■ Tasks and exercises
A - Reproduce from the book appreciation the stretch from "Spotlight on Neglected" through "whole circle round.".
B - Answer the following from the book appreciation:
(i) In what year was the book first published?
(ii) From whose line is the book's title taken?
(iii) Who wrote the essay on Stephen Crane that the book includes?

■ Text passage
..........

Spotlight on Neglected Worth: A Giant Among Giants

My favorite among all the Modern Library Giants that I have acquired over the years is “The Shock of Recognition: The Development of Literature in the United States Recorded by the Men Who Made It”, edited by Edmund Wilson. The title is taken from a line by Herman Melville: For genius, all over the world, stands hand in hand, and one shock of recognition runs the whole circle round.

In my copy, this generous selection of essays by mostly American writers about American writers runs to 1290 pages. It was first published in 1943. It is now out of print; inexpensive copies are available on line.

For anyone interested in American literature, or literature generally, or writing of any sort, or just life, this book is a wide deep bowl of fresh salted peanuts. That it should be available only in inexpensive second hand copies speaks to the degree to which educated Americans are curious about their country’s literary past.

The value of this book is partly one of convenience: it gathers together in one place a number of easily available essays, such as Mark Twain’s “Fenimore Cooper’s Literary Offenses” and D. H. Lawrence’s “Studies in Classical American Literature.” It also includes a number of unfamiliar or hard-to-find essays, such as John Jay Chapman’s essay on Emerson, or Henry James’s essay on Hawthorne, or H. G. Wells’s essay on Stephen Crane.

A book such as this is open to the objection that it includes nothing written by women or by members of minority groups. This limitation, while regrettable, does not make the book any less rewarding as far as it goes.

..........

■ Recorded information
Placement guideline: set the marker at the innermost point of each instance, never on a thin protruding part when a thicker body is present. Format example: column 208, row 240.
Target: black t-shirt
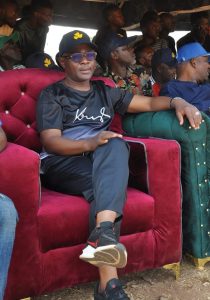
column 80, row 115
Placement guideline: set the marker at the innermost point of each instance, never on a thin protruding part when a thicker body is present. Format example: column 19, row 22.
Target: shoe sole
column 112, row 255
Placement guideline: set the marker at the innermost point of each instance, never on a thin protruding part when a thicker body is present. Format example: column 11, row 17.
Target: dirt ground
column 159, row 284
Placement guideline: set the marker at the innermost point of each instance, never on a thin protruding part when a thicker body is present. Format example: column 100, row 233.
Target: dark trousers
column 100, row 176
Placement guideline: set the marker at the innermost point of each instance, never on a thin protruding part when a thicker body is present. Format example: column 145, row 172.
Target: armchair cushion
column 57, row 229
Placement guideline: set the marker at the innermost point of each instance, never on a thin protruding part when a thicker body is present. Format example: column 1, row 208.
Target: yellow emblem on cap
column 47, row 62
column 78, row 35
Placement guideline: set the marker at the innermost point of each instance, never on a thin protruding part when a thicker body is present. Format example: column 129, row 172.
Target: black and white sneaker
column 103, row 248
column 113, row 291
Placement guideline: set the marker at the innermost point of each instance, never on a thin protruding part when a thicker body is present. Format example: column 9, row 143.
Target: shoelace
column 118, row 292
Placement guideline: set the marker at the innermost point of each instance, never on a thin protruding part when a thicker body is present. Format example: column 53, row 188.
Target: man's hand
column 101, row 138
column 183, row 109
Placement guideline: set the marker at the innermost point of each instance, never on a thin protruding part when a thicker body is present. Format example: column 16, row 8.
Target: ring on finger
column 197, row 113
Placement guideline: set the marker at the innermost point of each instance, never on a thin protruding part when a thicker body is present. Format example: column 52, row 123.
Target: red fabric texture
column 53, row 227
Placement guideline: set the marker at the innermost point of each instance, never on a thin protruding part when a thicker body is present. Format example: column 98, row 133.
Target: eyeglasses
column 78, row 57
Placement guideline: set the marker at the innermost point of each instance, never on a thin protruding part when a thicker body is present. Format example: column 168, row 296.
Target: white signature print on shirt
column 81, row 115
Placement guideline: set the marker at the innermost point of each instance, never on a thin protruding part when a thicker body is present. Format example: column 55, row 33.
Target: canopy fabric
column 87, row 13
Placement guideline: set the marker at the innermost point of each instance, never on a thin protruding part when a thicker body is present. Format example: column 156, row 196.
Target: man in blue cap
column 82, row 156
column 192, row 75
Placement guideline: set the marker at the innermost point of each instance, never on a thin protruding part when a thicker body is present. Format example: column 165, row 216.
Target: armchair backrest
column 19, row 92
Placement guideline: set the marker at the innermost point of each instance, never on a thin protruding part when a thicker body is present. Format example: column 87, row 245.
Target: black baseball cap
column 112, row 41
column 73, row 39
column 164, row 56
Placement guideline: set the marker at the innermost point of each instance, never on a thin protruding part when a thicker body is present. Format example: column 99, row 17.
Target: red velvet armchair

..........

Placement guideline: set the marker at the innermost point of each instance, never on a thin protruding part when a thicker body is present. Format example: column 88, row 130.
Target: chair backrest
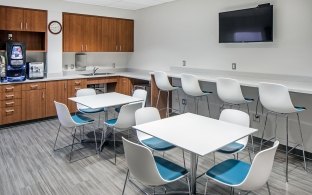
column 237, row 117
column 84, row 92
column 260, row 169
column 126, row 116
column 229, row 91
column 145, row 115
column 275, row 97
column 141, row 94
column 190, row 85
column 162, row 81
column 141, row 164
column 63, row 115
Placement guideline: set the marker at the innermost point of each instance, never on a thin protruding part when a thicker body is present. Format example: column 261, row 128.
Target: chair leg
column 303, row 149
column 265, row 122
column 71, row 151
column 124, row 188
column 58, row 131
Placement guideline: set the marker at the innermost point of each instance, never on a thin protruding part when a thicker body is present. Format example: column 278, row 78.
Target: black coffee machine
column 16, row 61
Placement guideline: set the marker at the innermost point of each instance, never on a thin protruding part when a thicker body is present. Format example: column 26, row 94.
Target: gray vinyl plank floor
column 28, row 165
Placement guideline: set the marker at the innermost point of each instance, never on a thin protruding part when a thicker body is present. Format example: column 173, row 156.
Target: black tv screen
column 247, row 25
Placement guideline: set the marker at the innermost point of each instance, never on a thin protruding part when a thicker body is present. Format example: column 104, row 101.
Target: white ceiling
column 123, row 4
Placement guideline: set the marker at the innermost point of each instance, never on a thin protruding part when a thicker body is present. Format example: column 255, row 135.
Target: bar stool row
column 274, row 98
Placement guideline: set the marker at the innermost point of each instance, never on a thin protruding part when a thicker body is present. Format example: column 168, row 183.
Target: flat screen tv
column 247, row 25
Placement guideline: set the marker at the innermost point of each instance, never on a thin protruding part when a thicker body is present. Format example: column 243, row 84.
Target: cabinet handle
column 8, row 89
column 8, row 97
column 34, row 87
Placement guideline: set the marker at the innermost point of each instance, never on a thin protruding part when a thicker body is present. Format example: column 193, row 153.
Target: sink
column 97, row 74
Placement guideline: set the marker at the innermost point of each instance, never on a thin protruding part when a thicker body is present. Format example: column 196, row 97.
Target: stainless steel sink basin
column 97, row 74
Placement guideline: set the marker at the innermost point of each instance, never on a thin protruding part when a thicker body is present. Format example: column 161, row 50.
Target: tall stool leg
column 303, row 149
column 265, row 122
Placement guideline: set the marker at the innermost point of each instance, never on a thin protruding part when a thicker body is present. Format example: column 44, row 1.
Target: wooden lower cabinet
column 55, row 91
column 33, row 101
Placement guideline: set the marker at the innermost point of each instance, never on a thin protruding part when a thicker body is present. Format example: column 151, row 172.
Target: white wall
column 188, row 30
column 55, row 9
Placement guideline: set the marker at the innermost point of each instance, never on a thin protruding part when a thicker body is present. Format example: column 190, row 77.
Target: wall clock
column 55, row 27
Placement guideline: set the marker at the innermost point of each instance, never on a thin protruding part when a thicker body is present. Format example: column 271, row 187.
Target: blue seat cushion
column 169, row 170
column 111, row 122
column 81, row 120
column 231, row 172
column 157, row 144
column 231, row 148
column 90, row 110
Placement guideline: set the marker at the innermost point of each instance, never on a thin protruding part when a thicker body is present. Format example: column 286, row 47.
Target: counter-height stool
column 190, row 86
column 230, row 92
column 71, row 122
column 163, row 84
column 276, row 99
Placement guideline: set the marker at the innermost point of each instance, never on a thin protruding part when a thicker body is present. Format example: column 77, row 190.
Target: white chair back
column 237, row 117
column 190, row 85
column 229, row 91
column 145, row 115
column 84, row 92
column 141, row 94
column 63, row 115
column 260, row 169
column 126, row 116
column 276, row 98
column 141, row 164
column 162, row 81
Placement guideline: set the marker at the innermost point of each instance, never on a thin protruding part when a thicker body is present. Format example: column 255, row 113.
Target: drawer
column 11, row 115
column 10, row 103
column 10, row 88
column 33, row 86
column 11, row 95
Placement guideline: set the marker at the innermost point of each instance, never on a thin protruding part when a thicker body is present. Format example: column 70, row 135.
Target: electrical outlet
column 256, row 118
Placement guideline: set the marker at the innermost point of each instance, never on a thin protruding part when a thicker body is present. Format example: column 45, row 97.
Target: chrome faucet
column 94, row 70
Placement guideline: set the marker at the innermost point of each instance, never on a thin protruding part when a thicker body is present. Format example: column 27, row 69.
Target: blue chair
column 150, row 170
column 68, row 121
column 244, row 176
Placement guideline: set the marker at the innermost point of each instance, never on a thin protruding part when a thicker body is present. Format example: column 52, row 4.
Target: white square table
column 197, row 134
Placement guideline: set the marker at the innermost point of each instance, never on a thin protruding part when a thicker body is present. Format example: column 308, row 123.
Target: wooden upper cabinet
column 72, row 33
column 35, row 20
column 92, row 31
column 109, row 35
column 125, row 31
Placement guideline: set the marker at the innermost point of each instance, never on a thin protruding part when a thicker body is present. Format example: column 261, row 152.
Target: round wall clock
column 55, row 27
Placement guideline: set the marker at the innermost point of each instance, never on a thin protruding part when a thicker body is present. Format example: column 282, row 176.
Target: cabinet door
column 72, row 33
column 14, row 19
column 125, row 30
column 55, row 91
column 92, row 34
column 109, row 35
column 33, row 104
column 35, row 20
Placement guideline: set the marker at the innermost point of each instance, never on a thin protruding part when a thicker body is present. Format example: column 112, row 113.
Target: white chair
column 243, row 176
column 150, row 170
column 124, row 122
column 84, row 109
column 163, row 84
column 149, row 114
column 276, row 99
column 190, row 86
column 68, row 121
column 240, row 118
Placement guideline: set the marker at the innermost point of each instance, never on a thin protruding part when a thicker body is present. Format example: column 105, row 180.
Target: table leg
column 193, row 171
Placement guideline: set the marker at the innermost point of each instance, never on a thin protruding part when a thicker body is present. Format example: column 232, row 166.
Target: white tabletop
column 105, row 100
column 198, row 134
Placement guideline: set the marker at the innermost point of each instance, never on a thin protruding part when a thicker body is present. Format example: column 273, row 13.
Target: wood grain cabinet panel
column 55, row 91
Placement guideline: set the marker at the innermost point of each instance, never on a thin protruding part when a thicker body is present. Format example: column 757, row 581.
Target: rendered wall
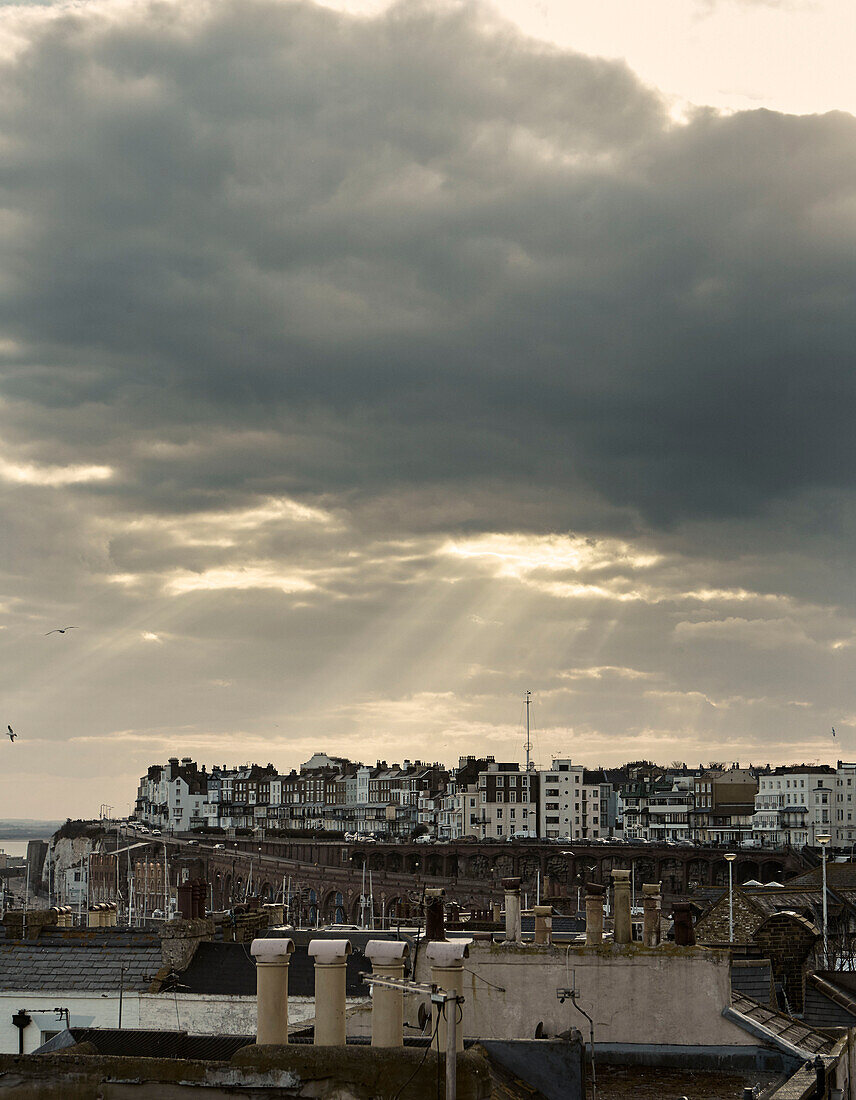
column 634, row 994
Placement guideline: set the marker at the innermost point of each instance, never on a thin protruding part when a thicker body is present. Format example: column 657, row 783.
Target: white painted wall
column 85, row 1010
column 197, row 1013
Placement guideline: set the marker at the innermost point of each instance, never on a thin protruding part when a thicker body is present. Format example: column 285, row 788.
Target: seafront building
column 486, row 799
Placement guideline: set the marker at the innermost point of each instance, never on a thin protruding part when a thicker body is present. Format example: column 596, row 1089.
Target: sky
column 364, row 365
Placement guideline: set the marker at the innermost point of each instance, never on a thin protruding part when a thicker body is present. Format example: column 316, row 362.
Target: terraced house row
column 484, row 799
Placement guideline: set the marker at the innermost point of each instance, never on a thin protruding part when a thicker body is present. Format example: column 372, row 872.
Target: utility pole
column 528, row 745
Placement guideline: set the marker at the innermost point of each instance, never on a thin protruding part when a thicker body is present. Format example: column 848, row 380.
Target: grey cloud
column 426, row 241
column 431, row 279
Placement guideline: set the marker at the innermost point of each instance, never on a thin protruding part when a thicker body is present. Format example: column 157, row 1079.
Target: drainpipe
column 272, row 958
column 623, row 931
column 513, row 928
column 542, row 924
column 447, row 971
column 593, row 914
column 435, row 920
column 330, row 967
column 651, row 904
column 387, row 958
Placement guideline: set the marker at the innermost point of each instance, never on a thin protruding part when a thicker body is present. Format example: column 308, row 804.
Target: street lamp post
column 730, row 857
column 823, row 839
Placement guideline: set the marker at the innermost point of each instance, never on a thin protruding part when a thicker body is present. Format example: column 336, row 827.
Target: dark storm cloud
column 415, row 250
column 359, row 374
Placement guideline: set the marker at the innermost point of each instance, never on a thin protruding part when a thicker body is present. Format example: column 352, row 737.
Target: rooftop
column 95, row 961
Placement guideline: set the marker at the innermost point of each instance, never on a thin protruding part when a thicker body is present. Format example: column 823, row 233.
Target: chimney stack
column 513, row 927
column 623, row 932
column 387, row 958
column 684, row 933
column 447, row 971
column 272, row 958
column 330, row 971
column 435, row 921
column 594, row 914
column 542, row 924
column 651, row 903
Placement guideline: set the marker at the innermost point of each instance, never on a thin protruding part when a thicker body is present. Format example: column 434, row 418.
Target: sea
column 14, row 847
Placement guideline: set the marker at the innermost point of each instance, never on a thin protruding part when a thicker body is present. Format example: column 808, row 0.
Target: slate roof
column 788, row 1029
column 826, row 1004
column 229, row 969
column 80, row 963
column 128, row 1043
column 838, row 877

..........

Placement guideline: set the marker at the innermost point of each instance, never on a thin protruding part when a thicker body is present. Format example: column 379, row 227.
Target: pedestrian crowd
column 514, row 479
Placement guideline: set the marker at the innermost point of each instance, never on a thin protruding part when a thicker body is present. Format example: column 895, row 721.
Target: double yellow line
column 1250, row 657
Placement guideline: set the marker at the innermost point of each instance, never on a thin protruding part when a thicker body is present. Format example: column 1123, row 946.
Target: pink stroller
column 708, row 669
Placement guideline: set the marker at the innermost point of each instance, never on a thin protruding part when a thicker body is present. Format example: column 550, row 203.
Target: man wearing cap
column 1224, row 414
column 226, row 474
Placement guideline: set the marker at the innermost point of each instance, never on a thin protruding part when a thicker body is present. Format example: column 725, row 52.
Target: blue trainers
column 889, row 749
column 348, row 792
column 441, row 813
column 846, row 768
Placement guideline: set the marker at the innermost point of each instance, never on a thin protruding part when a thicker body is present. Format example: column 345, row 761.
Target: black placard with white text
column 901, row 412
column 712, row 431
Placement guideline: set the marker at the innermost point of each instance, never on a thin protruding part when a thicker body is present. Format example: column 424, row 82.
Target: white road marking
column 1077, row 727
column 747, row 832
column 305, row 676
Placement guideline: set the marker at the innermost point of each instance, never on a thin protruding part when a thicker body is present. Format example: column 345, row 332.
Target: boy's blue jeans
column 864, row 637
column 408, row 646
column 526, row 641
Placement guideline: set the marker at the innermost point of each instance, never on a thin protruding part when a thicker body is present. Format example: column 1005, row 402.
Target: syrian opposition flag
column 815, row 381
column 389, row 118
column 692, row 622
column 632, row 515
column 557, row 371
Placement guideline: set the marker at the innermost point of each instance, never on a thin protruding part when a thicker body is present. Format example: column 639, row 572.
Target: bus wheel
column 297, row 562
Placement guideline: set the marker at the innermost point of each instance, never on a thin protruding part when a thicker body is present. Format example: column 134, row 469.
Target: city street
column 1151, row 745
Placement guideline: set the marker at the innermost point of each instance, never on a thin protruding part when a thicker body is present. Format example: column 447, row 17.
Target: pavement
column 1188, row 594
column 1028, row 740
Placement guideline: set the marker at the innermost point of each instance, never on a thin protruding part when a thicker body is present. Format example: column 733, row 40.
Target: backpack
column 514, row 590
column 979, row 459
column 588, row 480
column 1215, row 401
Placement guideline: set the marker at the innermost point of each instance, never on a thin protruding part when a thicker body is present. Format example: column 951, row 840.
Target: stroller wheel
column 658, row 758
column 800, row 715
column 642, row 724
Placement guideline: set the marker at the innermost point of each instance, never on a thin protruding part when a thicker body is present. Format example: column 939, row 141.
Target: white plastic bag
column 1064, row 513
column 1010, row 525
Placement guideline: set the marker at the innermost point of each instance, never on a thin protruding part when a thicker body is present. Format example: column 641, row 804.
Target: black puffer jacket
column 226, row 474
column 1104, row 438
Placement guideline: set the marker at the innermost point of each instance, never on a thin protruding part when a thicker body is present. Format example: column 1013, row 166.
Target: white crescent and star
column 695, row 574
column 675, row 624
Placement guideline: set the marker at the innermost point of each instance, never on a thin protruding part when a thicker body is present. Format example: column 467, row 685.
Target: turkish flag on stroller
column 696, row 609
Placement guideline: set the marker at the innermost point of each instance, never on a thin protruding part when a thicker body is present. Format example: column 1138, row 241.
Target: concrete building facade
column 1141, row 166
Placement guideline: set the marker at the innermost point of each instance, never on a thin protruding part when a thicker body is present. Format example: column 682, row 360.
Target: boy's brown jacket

..........

■ Worked answers
A -
Spotlight on Neglected Worth: A Giant Among Giants

My favorite among all the Modern Library Giants that I have acquired over the years is “The Shock of Recognition: The Development of Literature in the United States Recorded by the Men Who Made It”, edited by Edmund Wilson. The title is taken from a line by Herman Melville: For genius, all over the world, stands hand in hand, and one shock of recognition runs the whole circle round.

B -
(i) 1943
(ii) Herman Melville
(iii) H. G. Wells